Stored data entries:
◇ ◇ ◇ ◇

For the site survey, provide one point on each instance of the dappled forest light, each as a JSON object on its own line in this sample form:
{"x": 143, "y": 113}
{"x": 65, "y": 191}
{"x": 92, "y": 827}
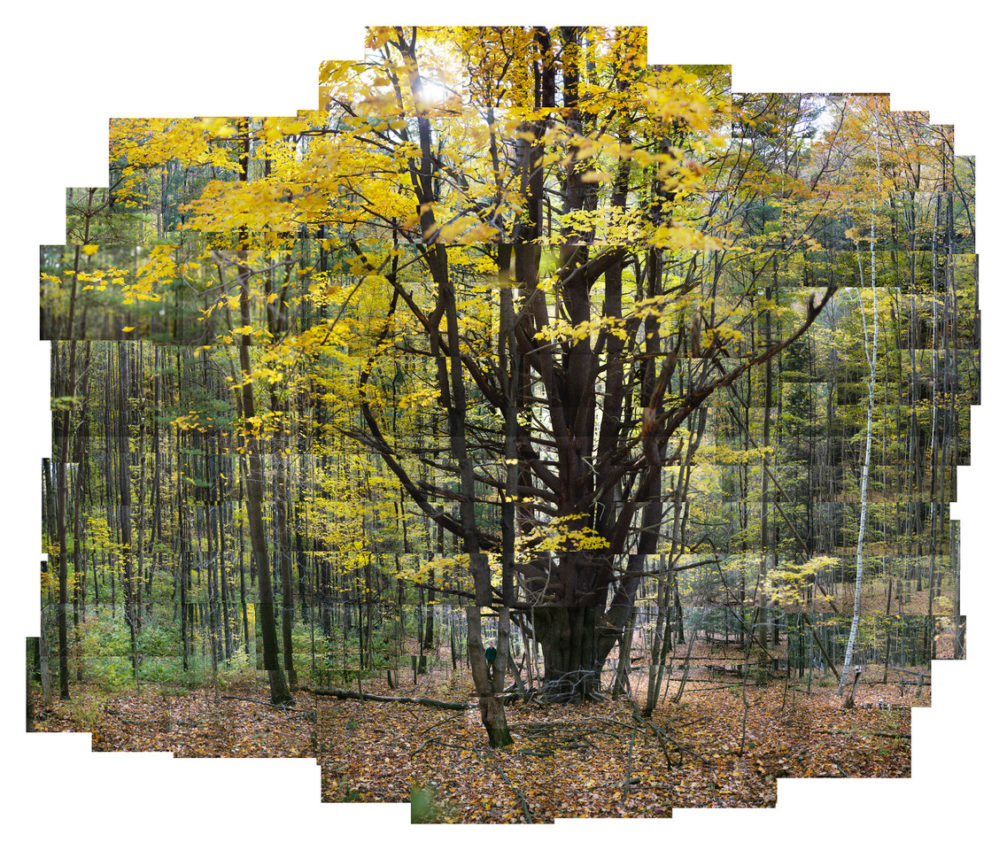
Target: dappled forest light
{"x": 529, "y": 431}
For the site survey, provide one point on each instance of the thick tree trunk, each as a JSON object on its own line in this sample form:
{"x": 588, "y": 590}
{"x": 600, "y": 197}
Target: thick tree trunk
{"x": 490, "y": 706}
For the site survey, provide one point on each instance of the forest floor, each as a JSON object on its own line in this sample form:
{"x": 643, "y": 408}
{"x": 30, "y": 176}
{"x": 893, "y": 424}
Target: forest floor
{"x": 592, "y": 759}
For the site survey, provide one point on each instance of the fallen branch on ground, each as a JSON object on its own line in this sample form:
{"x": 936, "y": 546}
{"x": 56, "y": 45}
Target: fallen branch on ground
{"x": 361, "y": 695}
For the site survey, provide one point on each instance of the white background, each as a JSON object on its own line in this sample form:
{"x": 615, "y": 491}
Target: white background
{"x": 66, "y": 73}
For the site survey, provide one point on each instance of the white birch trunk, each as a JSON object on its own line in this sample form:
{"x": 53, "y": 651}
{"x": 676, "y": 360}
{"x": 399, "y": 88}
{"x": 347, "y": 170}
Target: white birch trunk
{"x": 870, "y": 421}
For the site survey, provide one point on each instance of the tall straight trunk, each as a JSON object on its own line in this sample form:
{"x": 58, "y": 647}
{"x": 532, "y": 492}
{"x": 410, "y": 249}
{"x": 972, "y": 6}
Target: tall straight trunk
{"x": 452, "y": 394}
{"x": 279, "y": 693}
{"x": 126, "y": 505}
{"x": 865, "y": 471}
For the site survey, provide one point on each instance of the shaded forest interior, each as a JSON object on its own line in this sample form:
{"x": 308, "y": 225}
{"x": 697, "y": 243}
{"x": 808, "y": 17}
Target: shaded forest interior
{"x": 526, "y": 432}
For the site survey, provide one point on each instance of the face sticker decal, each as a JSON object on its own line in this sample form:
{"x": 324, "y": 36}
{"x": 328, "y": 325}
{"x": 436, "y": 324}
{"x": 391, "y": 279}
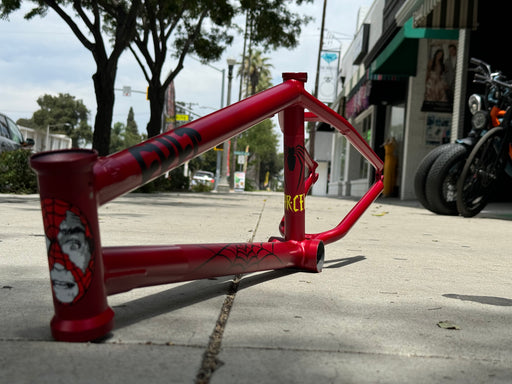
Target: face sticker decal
{"x": 70, "y": 250}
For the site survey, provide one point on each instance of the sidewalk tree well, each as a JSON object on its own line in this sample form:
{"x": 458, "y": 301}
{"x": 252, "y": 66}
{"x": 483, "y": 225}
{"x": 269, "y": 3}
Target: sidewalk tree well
{"x": 86, "y": 19}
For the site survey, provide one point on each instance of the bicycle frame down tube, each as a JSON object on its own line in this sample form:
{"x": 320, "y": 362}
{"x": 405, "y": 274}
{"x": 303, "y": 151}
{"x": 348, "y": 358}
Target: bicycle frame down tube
{"x": 74, "y": 183}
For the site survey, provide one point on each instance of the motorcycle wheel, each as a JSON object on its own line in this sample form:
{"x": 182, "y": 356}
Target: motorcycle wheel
{"x": 420, "y": 177}
{"x": 441, "y": 184}
{"x": 483, "y": 167}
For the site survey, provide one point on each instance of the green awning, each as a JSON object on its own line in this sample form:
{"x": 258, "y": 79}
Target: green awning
{"x": 400, "y": 57}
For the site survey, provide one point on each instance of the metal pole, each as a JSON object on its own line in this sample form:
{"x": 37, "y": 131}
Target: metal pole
{"x": 219, "y": 158}
{"x": 224, "y": 183}
{"x": 312, "y": 125}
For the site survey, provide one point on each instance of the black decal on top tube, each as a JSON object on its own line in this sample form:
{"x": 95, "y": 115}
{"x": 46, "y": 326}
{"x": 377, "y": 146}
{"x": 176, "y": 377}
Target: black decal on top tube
{"x": 153, "y": 159}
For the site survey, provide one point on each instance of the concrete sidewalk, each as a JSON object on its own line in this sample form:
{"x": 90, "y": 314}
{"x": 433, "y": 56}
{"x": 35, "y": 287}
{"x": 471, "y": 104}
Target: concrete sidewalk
{"x": 371, "y": 316}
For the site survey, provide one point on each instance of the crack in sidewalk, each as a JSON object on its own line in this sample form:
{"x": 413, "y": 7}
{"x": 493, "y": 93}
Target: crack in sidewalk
{"x": 210, "y": 362}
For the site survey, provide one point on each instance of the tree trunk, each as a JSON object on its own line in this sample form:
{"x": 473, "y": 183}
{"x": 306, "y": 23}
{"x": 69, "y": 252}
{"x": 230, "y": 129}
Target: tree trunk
{"x": 157, "y": 100}
{"x": 104, "y": 88}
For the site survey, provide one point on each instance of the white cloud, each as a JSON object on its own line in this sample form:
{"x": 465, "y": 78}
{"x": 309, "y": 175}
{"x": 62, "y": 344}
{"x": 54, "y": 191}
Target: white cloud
{"x": 42, "y": 56}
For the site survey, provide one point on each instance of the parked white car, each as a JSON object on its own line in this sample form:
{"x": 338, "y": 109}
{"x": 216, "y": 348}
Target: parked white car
{"x": 204, "y": 178}
{"x": 10, "y": 136}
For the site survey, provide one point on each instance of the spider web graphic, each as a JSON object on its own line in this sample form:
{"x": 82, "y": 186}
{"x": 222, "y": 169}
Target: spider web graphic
{"x": 242, "y": 256}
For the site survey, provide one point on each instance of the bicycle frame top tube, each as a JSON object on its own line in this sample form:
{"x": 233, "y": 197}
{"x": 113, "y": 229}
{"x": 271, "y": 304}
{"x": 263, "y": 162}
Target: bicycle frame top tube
{"x": 126, "y": 170}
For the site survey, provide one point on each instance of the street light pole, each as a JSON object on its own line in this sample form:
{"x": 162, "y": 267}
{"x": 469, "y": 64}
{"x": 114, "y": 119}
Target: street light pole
{"x": 224, "y": 183}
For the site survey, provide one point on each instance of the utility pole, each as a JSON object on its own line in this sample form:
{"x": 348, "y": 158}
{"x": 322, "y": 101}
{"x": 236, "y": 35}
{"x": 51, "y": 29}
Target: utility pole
{"x": 312, "y": 125}
{"x": 224, "y": 183}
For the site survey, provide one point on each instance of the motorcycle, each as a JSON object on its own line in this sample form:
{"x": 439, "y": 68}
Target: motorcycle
{"x": 489, "y": 160}
{"x": 435, "y": 182}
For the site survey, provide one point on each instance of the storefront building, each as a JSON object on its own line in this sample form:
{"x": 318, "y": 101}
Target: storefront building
{"x": 404, "y": 87}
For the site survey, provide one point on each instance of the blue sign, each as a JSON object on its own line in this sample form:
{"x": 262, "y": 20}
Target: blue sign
{"x": 329, "y": 56}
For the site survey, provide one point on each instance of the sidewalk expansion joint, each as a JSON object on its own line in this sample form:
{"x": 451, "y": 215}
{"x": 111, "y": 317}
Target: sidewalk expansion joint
{"x": 210, "y": 362}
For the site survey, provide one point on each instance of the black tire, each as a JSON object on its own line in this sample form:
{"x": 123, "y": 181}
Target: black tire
{"x": 420, "y": 177}
{"x": 484, "y": 167}
{"x": 441, "y": 184}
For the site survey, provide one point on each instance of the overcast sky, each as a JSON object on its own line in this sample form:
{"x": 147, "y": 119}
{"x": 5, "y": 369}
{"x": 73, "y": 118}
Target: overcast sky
{"x": 42, "y": 56}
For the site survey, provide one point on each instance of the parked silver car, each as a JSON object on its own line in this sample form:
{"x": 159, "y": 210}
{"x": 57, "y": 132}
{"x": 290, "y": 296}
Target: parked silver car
{"x": 10, "y": 136}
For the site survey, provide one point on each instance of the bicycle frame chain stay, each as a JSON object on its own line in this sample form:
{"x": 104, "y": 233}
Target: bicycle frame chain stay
{"x": 74, "y": 183}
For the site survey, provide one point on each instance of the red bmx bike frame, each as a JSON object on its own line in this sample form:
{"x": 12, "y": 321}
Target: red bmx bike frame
{"x": 74, "y": 183}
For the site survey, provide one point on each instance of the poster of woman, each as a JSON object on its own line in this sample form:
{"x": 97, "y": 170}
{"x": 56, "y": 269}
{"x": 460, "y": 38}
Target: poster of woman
{"x": 440, "y": 78}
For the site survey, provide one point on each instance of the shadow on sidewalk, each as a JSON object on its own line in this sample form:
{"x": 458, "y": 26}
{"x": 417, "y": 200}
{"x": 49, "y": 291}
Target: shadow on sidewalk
{"x": 194, "y": 292}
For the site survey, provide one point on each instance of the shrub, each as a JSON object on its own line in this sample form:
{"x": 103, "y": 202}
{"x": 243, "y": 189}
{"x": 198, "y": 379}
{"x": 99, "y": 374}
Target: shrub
{"x": 16, "y": 176}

◇ ◇ ◇ ◇

▸ Work to be completed
Only the lines from the one containing "black tire, each" through the end of the entries above belong in the answer; repeat them exactly.

▸ Exercise output
For the site survey, provide one point on each instance of the black tire, each as a JSON object on its own line in this sample form:
{"x": 123, "y": 181}
Target: black tire
{"x": 420, "y": 177}
{"x": 484, "y": 167}
{"x": 441, "y": 184}
For the site survey, provide one point on each instance of the overcast sky, each as a JSON object on its own line in this sample form:
{"x": 147, "y": 119}
{"x": 5, "y": 369}
{"x": 73, "y": 118}
Target: overcast sky
{"x": 42, "y": 56}
For the site survey, provide one point on each instance of the parked silver car, each as a JSON object on its own line in this sample form:
{"x": 159, "y": 210}
{"x": 57, "y": 132}
{"x": 290, "y": 296}
Target: parked silver car
{"x": 10, "y": 136}
For the site survey, provide one point on each instance of the bicycle frame chain stay, each as a JSON object on its own line in this sample form:
{"x": 104, "y": 233}
Target: bicycle frame chain stay
{"x": 74, "y": 183}
For the site survey, provide one point on each instance of the red bmx bike frame, each as a JSON object on its own line in this sample form:
{"x": 12, "y": 321}
Target: red bmx bike frame
{"x": 74, "y": 183}
For the site survey, provide one point on each instance of the poster of woman, each as a JSON object on its own line in this sample form:
{"x": 97, "y": 170}
{"x": 56, "y": 269}
{"x": 460, "y": 38}
Target: poster of woman
{"x": 440, "y": 78}
For the site survey, provide one point on each instance of the shadow on sidewalk, each as a JSON object on its own line in this sample form:
{"x": 458, "y": 26}
{"x": 417, "y": 200}
{"x": 49, "y": 291}
Target: shadow on sidewalk
{"x": 194, "y": 292}
For the site survey, provide one point on each instance of the shrub, each as a JSON object on its own line in this sample form:
{"x": 103, "y": 202}
{"x": 243, "y": 189}
{"x": 198, "y": 379}
{"x": 99, "y": 374}
Target: shrub
{"x": 16, "y": 176}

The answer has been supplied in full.